[DATASET ROWS start]

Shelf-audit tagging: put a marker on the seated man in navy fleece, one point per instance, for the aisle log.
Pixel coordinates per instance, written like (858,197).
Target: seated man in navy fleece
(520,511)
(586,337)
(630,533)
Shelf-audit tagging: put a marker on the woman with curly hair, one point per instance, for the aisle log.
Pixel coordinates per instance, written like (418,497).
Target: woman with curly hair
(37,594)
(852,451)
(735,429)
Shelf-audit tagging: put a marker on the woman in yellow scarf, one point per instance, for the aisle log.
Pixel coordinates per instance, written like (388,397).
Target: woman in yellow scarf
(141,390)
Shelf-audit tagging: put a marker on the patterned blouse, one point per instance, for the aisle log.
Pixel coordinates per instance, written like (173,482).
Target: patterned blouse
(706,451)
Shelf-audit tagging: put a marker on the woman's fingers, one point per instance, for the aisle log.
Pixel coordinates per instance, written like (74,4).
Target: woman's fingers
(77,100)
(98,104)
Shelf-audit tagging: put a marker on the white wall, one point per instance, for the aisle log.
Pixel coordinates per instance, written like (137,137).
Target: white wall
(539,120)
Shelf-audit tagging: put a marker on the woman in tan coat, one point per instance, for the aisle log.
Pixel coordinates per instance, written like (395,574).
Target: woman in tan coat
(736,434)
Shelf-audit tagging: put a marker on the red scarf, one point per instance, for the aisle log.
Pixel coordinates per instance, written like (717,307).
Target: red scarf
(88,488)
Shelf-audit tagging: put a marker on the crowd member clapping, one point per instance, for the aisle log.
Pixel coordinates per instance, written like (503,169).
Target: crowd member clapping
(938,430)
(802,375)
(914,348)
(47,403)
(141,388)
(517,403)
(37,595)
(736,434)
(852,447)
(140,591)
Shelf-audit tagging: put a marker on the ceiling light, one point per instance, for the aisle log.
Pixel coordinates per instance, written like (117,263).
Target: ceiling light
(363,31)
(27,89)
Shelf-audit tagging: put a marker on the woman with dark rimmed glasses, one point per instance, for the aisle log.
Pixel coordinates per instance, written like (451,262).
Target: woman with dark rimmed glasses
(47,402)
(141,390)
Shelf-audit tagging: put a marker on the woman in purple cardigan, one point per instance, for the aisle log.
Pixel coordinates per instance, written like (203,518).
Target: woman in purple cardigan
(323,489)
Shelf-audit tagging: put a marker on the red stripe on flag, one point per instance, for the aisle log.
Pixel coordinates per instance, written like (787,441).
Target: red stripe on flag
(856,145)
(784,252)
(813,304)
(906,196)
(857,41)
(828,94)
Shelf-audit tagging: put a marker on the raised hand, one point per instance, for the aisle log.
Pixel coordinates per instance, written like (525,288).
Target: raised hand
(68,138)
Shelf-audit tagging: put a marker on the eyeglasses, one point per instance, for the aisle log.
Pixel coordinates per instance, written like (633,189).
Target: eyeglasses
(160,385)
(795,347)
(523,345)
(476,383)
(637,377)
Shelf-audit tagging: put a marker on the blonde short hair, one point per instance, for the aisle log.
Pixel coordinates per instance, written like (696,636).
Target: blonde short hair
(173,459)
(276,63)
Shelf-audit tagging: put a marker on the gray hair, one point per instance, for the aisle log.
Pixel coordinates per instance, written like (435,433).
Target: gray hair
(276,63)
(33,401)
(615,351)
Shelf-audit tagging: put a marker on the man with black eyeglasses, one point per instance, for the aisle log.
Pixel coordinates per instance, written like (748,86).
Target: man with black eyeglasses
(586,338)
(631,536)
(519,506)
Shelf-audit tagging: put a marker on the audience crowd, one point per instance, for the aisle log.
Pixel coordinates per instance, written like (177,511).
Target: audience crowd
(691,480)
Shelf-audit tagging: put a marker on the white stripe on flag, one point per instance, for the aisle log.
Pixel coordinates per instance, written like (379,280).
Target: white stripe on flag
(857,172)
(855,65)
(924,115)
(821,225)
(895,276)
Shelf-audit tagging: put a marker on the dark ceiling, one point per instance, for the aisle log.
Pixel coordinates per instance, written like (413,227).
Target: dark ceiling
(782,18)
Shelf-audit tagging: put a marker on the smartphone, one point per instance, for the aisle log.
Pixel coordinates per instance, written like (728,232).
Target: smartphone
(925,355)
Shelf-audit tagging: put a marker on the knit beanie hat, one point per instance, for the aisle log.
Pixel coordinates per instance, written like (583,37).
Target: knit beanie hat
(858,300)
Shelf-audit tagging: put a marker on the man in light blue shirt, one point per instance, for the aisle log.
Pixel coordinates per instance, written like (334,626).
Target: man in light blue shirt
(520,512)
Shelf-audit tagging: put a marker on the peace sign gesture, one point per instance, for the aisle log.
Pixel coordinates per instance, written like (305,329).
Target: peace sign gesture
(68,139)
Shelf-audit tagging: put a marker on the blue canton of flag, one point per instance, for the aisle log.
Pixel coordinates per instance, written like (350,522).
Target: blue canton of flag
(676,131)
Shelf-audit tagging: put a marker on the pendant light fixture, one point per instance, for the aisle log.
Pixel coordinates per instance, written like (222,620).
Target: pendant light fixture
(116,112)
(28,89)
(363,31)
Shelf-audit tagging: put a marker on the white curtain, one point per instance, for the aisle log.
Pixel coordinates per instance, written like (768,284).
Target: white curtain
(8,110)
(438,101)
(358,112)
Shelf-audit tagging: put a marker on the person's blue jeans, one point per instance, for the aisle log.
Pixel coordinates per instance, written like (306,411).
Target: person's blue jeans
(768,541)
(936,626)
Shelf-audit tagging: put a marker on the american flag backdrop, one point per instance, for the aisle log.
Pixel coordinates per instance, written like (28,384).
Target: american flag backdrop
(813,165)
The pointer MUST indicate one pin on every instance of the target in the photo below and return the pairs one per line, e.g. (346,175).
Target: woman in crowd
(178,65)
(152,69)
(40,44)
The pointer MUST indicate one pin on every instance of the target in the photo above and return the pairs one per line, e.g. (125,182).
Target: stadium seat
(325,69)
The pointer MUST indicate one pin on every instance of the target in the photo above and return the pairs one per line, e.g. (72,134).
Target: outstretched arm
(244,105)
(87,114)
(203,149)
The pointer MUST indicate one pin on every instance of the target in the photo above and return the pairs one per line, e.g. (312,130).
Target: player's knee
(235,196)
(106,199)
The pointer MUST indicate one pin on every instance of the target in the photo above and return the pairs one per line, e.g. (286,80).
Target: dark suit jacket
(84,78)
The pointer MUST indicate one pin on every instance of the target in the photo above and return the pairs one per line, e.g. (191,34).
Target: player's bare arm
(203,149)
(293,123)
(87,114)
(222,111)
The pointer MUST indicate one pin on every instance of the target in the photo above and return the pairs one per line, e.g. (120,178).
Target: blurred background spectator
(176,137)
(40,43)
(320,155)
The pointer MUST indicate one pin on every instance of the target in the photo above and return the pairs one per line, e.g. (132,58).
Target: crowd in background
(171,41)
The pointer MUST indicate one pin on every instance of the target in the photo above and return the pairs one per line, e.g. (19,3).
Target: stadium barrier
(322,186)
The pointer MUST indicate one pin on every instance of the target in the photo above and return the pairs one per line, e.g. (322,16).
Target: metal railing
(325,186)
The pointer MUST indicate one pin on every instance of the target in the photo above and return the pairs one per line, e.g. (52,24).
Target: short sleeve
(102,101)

[DATASET ROWS end]

[TO BE DONE]
Go through the material above line by line and copy it exactly.

[PROBLEM SOLUTION]
Shelf-audit tagging: put a marker on the seated man in navy fleece, one point per instance, for the aisle log.
Pixel coordinates per instance, written like (858,197).
Target: seated man in navy fleece
(520,511)
(586,337)
(630,533)
Shelf-audit tagging: put a marker on the woman with curly hair, one point per instance, for the aisle log.
Pixel coordinates per instance, written like (418,497).
Target: woman with curly hair
(37,594)
(852,451)
(735,429)
Shelf-audit tagging: put a marker on the woman in yellow scarf, one point per instance, for the aisle log.
Pixel coordinates per instance, written like (388,397).
Target: woman in yellow scarf
(141,390)
Shelf-audit tagging: put a marker on the patterned blouse, one point per instance, for the aisle log.
Pixel coordinates per instance, written like (173,482).
Target: patterned blouse
(706,451)
Shelf-audit tagging: put a marker on the woman's fingers, one point per instance, for the aisle log.
Pixel coordinates per instance, written like (74,4).
Target: woman's fingers
(77,100)
(98,104)
Shelf-audit tagging: put a marker on the white wall, one point per instance, for the aisle log.
Pixel coordinates per instance, written like (137,137).
Target: white wall
(539,120)
Shelf-audit tagging: put a marker on the woman in tan coat, one point per instance, for the aisle log.
Pixel coordinates per instance, written like (395,574).
Target: woman in tan coat
(736,434)
Shelf-audit tagging: put a marker on the red scarf, one point per instance, for the aisle log.
Pixel coordinates per instance, written like (717,307).
Target: red scarf
(88,488)
Shelf-audit tagging: put a marker on the crowd member clapping, one point per instance, for the aisle log.
Pixel coordinates per instance, written like (503,169).
Target: crowd member clapping
(938,430)
(802,375)
(914,348)
(47,403)
(141,388)
(517,403)
(37,595)
(736,434)
(852,447)
(140,591)
Shelf-audit tagging: put a marker on the ceiling light, one point per instance, for the aisle log.
Pixel coordinates per instance, written like (117,263).
Target: ceiling light
(363,31)
(27,89)
Shelf-audit tagging: put a marker on the woman with dark rimmed glasses, one point per instance, for the aisle log.
Pixel coordinates per instance, written like (451,262).
Target: woman with dark rimmed glasses
(47,402)
(141,390)
Shelf-audit tagging: put a marker on the woman in purple cardigan, one point per instance, for the aisle log.
Pixel coordinates per instance, written like (203,518).
Target: woman in purple cardigan
(323,489)
Shelf-audit tagging: put a marker on the red stripe on flag, one point per instance, for the aisle log.
Pixel coordinates per instance, written like (787,441).
Target: red stripe on flag
(856,145)
(784,252)
(813,304)
(906,196)
(857,41)
(828,94)
Shelf-audit tagging: put a marker on the raised hand, one point per instance, for the aisle log.
Pixel coordinates per instance, written like (525,288).
Target: raised hand
(68,138)
Shelf-audit tagging: put a marker on the eyeglasses, one point per instance, for the aisle log.
Pixel coordinates per instance, written like (633,189).
Target: eyeglasses
(160,385)
(795,347)
(523,345)
(476,383)
(637,377)
Shelf-audit tagging: put a marker on the blonde short hair, one point per instance, for the aisle log.
Pixel coordinates per instance, written like (696,636).
Target: blonde short hair
(173,459)
(276,63)
Shelf-audit tagging: put a marker on the gray hair, one point per instance, for the aisle log.
Pixel coordinates per instance, written like (435,433).
Target: gray hair
(276,63)
(33,401)
(615,351)
Shelf-audit tagging: put a marker on the man with black eyeglasses, one point per instance, for the aisle log.
Pixel coordinates per instance, written like (748,86).
Target: man with black eyeglasses
(586,338)
(631,536)
(519,506)
Shelf-audit tagging: put a marker on the audience crowd, one point per instance, for the aisle log.
Pixel coordinates per instance, written like (177,511).
Target: audience crowd
(691,480)
Shelf-audit tagging: put a marker on the white stripe on flag, one point per instance, for the aisle log.
Pixel coordinates per instance, written like (379,280).
Target: white stripe on flag
(857,172)
(855,65)
(924,115)
(821,225)
(895,276)
Shelf-audit tagging: put a marker on the dark ceiling, one point per instance, for the aisle log.
Pixel coordinates per instance, written like (413,227).
Target: dark ceiling
(782,18)
Shelf-audit tagging: put a marker on the smartphone, one point per instance, for the aisle log.
Pixel coordinates per instance, written like (728,232).
Target: smartphone
(925,355)
Shelf-audit tagging: put a marker on the knit beanie hat, one point per instance, for the aisle log.
Pixel coordinates per instance, written like (583,37).
Target: knit beanie hat
(858,300)
Shelf-audit tagging: put a marker on the man in light blue shirt, one point per instance, for the aisle log.
Pixel coordinates per instance, written like (334,626).
Target: man in light blue shirt
(520,512)
Shelf-audit tagging: put a marker on the peace sign gesture, one point per instance, for the aisle log.
Pixel coordinates per instance, written like (305,329).
Target: peace sign gesture
(68,139)
Shelf-audit tagging: put a marker on the blue canton of flag, one point per instance, for the aisle log.
Pixel coordinates per instance, written like (350,522).
Target: blue canton of flag
(676,131)
Shelf-audit tagging: put a marker on the pendant light fixture, one point per instance, for the aisle log.
Pixel coordinates per instance, written like (222,620).
Target: pendant light fixture
(116,112)
(28,89)
(363,31)
Shelf-audit tagging: put a marker on the white curtain, one point per instance, for the aisle log.
Pixel coordinates per instance, written like (768,284).
Target: white curtain
(8,110)
(438,101)
(358,112)
Shelf-audit tagging: put a marker on the person's blue jeans, one point per instance, for the aisle log.
Pixel coordinates per instance, written like (306,411).
Target: person's blue jeans
(768,541)
(936,626)
Shelf-audit tagging: put a marker on the american flag backdrop, one point per instance, for the aisle log.
Pixel coordinates per instance, written like (28,384).
Target: american flag backdrop
(813,165)
The pointer MUST indicate one pin on every instance of the target in the photo below and return the pairs one per line, e.g. (346,175).
Target: woman in crowd
(178,65)
(152,69)
(40,44)
The pointer MUST indicate one pin on every instance of the target in the photo above and return the pairs one per line, e.g. (125,182).
Target: stadium seat
(325,69)
The pointer MUST indicate one pin on every instance of the target in the photo above and return the pairs one per line, e.g. (72,134).
Target: outstretched arm
(244,105)
(87,114)
(203,149)
The pointer MUST indicate one pin on every instance of the target in the photo above and return the pairs one per line, e.g. (312,130).
Target: player's knee
(235,196)
(106,199)
The pointer MUST indicate one pin on every instance of the target in the photo above and return the pairs one per line, e.g. (286,80).
Target: dark suit jacket
(84,78)
The pointer MUST indicate one pin on every instance of the target in the photo above and return the pairs one per line, e.g. (191,34).
Target: player's bare arm
(203,149)
(293,123)
(87,114)
(222,111)
The pointer MUST indicate one pin on every instance of the target in the photo above and return the pairs one per line, e.g. (120,178).
Target: blurred background spectator
(176,137)
(40,43)
(320,155)
The pointer MUST indicate one pin on every instance of the target in the photo above and return the pairs one per line, e.g. (132,58).
Target: crowd in background
(171,41)
The pointer MUST indicate one pin on every instance of the target in the photo above and return the pairs one per line, e.g. (19,3).
Target: stadium barrier
(322,186)
The pointer MUST indicate one pin on every instance of the target in the photo above and return the pairs one per line, e.g. (322,16).
Target: metal railing
(325,186)
The pointer MUST indicate one pin on every instance of the target in the photo above and return the pairs one per line, e.g. (52,24).
Target: short sleeve
(102,101)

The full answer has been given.